- _SOURCE PASSAGE_:
=-=-=

This question is another version of my old question: I want to get all objects except text object as an image from PDF using iTextSharp
Original question
I am developing a program to convert PDF to PPTX for specific reasons using iTextSharp. What I've done so far is to get all text objects and image objects and locations. But I'm feeling difficult to get vector drawings without texts (like tables). Actually it would be better if I can get them as images. My plan is to merge all objects except text objects as a background image and put text objects at proper locations. I tried to find similar questions here but no luck so far. If anyone knows how to do this particular job, please answer. Thanks.
I have been reading many related questions and discussions and decided to ask another version here. I have two plans left as follows. I would really appreciate if iText developers/experts could guide me.

=-=-=

- _GIVEN INFORMATION_:
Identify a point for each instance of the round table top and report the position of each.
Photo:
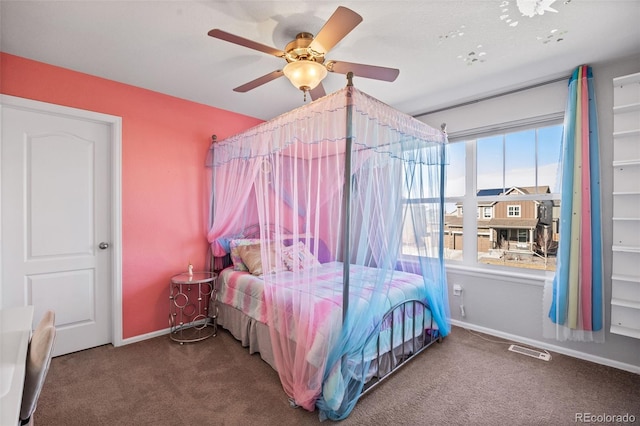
(195, 278)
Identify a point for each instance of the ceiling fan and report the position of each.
(305, 56)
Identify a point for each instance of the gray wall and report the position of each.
(510, 305)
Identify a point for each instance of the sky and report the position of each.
(517, 152)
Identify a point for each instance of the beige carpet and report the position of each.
(466, 379)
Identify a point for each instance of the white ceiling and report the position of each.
(163, 45)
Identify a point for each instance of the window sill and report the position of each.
(534, 278)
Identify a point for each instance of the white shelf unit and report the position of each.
(625, 279)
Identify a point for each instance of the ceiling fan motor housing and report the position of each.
(298, 49)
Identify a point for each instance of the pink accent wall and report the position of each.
(164, 181)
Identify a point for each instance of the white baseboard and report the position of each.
(142, 337)
(151, 335)
(550, 347)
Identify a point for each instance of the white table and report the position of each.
(15, 332)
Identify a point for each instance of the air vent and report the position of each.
(530, 352)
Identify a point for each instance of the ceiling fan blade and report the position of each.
(318, 92)
(362, 70)
(339, 25)
(232, 38)
(259, 81)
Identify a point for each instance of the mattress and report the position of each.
(246, 293)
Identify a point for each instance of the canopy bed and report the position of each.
(326, 228)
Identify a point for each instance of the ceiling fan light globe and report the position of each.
(305, 75)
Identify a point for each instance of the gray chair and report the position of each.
(37, 366)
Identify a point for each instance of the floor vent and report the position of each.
(530, 352)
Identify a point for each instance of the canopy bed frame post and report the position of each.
(346, 198)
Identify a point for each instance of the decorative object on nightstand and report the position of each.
(189, 296)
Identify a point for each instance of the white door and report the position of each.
(56, 222)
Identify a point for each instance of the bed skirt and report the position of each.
(255, 336)
(251, 333)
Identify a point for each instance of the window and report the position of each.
(515, 192)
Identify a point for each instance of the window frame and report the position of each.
(471, 202)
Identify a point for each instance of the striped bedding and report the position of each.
(245, 292)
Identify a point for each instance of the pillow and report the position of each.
(323, 255)
(298, 257)
(238, 264)
(252, 259)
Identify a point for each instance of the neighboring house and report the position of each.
(518, 226)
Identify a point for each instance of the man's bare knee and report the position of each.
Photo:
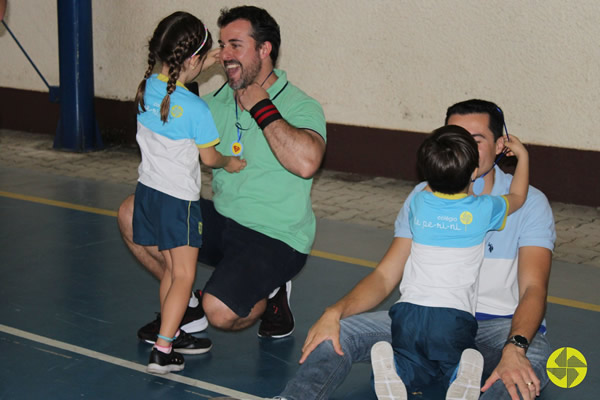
(221, 316)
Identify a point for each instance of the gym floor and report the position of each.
(73, 298)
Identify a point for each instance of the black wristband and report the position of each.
(264, 112)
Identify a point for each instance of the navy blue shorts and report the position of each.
(428, 342)
(248, 265)
(165, 221)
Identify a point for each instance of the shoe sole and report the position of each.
(164, 369)
(192, 351)
(466, 386)
(388, 385)
(195, 326)
(276, 336)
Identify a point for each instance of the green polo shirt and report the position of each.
(265, 196)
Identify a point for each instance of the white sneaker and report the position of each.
(388, 385)
(466, 386)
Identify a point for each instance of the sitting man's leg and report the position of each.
(251, 267)
(490, 340)
(324, 370)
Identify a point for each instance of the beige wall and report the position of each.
(389, 64)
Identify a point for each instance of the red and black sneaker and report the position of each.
(278, 320)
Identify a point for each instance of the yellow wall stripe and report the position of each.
(316, 253)
(574, 303)
(56, 203)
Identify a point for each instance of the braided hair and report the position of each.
(176, 38)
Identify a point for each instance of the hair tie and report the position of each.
(203, 42)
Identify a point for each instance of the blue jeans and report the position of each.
(324, 370)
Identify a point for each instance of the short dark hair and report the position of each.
(447, 159)
(476, 106)
(264, 27)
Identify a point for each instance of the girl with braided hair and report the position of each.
(173, 127)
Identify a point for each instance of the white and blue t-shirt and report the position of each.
(447, 247)
(170, 158)
(531, 225)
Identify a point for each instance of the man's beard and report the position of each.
(249, 73)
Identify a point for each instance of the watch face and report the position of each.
(521, 340)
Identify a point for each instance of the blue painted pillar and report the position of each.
(77, 128)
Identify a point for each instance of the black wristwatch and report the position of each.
(519, 341)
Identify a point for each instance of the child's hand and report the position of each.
(212, 57)
(515, 147)
(234, 164)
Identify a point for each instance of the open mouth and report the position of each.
(232, 69)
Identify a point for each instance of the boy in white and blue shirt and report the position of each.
(433, 323)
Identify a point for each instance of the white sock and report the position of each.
(193, 301)
(273, 293)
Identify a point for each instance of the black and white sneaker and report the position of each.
(278, 320)
(193, 321)
(188, 344)
(162, 363)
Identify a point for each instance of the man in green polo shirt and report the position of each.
(260, 226)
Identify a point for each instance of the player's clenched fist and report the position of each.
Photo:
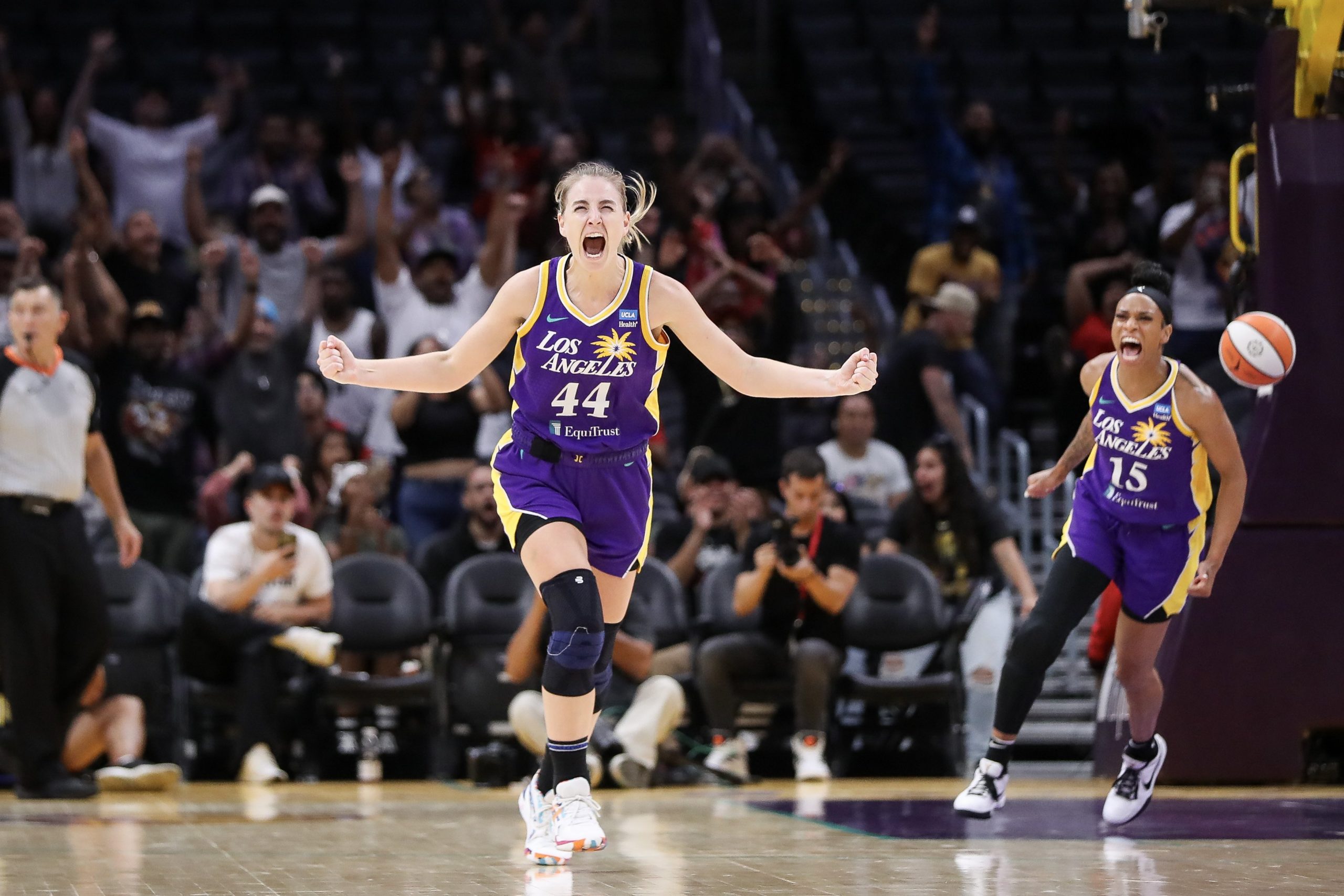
(335, 361)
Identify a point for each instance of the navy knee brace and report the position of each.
(603, 675)
(577, 633)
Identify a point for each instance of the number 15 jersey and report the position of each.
(1148, 467)
(589, 385)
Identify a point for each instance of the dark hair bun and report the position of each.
(1151, 275)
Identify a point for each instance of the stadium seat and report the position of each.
(381, 605)
(899, 606)
(484, 602)
(144, 612)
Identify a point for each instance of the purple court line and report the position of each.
(1078, 818)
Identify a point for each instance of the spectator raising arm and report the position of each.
(937, 385)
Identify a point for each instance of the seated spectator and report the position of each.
(286, 263)
(961, 536)
(148, 157)
(356, 525)
(479, 530)
(440, 437)
(1194, 234)
(917, 392)
(114, 727)
(649, 707)
(159, 419)
(860, 465)
(800, 598)
(351, 406)
(702, 537)
(958, 261)
(265, 585)
(221, 500)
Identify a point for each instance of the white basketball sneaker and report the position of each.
(575, 817)
(810, 758)
(539, 816)
(987, 792)
(1133, 790)
(729, 760)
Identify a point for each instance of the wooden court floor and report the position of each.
(841, 840)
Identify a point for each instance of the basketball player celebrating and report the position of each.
(573, 477)
(1139, 519)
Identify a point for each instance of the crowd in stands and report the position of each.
(202, 261)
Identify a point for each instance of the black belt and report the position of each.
(37, 504)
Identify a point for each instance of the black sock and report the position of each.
(566, 760)
(546, 777)
(999, 751)
(1146, 751)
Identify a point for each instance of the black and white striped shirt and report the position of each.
(46, 418)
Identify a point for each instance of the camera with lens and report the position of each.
(785, 546)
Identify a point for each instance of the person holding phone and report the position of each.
(800, 573)
(267, 587)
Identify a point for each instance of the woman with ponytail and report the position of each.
(572, 476)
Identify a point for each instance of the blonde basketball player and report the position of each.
(573, 477)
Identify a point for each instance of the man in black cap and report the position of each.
(265, 586)
(158, 418)
(53, 616)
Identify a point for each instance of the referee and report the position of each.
(53, 617)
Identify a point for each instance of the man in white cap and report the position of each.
(284, 261)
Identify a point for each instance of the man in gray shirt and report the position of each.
(284, 263)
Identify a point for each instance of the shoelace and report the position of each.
(579, 808)
(1127, 785)
(983, 785)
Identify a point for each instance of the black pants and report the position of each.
(233, 649)
(729, 659)
(53, 629)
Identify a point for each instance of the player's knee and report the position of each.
(577, 633)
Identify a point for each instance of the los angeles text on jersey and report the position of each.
(563, 361)
(1109, 437)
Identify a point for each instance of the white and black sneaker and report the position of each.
(1133, 790)
(987, 792)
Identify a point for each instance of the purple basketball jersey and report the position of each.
(589, 383)
(1147, 467)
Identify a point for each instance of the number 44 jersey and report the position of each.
(1148, 467)
(589, 385)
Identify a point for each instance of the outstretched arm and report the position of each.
(445, 371)
(673, 305)
(1205, 414)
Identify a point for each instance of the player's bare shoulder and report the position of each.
(1093, 370)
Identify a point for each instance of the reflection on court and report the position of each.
(847, 839)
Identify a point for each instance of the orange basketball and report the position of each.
(1257, 350)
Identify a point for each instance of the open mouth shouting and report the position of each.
(594, 244)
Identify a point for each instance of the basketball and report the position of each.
(1257, 350)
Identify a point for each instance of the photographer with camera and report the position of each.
(799, 571)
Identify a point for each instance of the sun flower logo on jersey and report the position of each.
(1151, 433)
(615, 345)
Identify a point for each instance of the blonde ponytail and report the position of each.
(644, 194)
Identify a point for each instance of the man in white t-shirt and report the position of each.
(860, 465)
(1193, 234)
(265, 585)
(437, 299)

=-=-=

Extend the iTextSharp PDF-to-PPTX forum post, starting after its last sentence.

- _WRITTEN ANSWER_:
Code snippet I'm using for getting text/image objects
public class MyLocationTextExtractionStrategy: IExtRenderListener, ITextExtractionStrategy,IElementListener
{
//Text
public List<RectAndText> myPoints_txt = new List<RectAndText>();
public List<RectAndImage> myPoints_img = new List<RectAndImage>();
public FieldInfo GsField = typeof(TextRenderInfo).GetField("gs", System.Reflection.BindingFlags.NonPublic | System.Reflection.BindingFlags.Instance);
public FieldInfo MarkedContentInfosField = typeof(TextRenderInfo).GetField("markedContentInfos", System.Reflection.BindingFlags.NonPublic | System.Reflection.BindingFlags.Instance);
public FieldInfo MarkedContentInfoTagField = typeof(MarkedContentInfo).GetField("tag", System.Reflection.BindingFlags.NonPublic | System.Reflection.BindingFlags.Instance);
PdfName EMBEDDED_DOCUMENT = new PdfName("EmbeddedDocument");
//Image
public List<byte[]> Images = new List<byte[]>();
public List<string> ImageNames = new List<string>();
public bool Add(IElement element)
{
element = element;
return true;
}
public void BeginTextBlock()
{
}
public void ClipPath(int rule)
{
}
public void EndTextBlock()
{
}
public string GetResultantText()
{
return "";
}
public void ModifyPath(PathConstructionRenderInfo renderInfo)
{
// ****************************************
// I think this point I can get info on Path
// ****************************************
}
public void RenderImage(ImageRenderInfo renderInfo)
{
PdfImageObject image = renderInfo.GetImage();
try
{
image = renderInfo.GetImage();
if (image == null) return;
ImageNames.Add(string.Format(
"Image{0}.{1}", renderInfo.GetRef().Number, image.GetFileType()
));
//Write Image to byte
using (MemoryStream ms = new MemoryStream(image.GetImageAsBytes()))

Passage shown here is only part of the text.